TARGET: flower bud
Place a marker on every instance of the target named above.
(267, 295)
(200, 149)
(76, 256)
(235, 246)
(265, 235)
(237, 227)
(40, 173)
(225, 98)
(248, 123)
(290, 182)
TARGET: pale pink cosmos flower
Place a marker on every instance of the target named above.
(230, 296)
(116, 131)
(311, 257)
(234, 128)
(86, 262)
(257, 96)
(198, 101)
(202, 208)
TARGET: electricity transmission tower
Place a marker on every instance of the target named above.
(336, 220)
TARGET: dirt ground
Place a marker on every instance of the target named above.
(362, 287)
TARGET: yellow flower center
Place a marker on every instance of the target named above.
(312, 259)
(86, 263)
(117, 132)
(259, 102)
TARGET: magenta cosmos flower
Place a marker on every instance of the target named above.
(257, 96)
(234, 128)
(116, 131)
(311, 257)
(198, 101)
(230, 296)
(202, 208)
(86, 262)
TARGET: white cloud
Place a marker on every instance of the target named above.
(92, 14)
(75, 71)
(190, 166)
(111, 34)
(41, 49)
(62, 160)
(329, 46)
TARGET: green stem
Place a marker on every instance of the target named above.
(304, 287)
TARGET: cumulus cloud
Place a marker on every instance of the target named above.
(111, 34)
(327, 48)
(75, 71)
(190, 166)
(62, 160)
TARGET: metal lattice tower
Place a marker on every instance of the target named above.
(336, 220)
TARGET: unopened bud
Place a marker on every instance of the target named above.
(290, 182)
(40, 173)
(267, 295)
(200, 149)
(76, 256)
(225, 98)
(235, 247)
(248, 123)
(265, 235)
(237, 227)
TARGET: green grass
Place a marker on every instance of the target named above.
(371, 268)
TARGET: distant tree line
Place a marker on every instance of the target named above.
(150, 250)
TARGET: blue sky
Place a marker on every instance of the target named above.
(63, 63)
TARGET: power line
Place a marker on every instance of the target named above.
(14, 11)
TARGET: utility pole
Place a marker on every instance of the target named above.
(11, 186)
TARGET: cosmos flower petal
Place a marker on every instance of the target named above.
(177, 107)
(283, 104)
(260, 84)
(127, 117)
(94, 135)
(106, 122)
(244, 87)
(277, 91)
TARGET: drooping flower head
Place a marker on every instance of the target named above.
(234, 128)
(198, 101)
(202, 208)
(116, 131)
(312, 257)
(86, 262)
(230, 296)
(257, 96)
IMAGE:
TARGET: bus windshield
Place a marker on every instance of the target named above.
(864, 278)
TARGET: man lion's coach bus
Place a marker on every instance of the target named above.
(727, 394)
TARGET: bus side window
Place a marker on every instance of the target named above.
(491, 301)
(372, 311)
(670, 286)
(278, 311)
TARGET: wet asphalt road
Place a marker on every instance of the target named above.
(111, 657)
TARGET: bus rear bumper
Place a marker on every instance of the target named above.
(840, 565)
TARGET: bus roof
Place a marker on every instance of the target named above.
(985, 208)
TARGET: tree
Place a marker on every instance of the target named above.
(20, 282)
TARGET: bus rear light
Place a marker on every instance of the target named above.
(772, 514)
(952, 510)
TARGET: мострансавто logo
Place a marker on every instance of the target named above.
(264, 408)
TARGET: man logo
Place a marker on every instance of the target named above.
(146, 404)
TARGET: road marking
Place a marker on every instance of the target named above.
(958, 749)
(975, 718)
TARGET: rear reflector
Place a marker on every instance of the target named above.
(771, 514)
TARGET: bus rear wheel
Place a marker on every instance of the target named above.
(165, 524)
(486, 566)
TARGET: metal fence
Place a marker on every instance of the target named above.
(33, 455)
═══
Return exactly the lines from the one containing "TARGET: wet asphalt road" to the last line of the data, and nothing more.

**THE SOLUTION**
TARGET: wet asphalt road
Place a marker on every instance of the target named above.
(111, 657)
TARGET: bus rear bumper
Place a marker on every instance of the target named above.
(840, 565)
TARGET: bus roof
Place a marker on every instance of the target named above.
(985, 208)
TARGET: tree
Place a marker on every instance of the target named above.
(20, 282)
TARGET: bus rear light
Place a marker on every instance of the target named above.
(772, 514)
(952, 510)
TARGET: мострансавто logo
Place a marker on every instance of the target named above.
(264, 408)
TARGET: man logo
Place a marker on every instance of the target named above.
(146, 404)
TARGET: road marking
Place a marker on every instance of the target named above.
(958, 749)
(975, 718)
TARGET: rear reflector
Place a marker on every instance of the target named above.
(771, 514)
TARGET: bus rear wheel
Place a marker on every instance of the target named above.
(165, 524)
(486, 566)
TARGET: metal fence
Place a marker on every instance of the target named above.
(33, 455)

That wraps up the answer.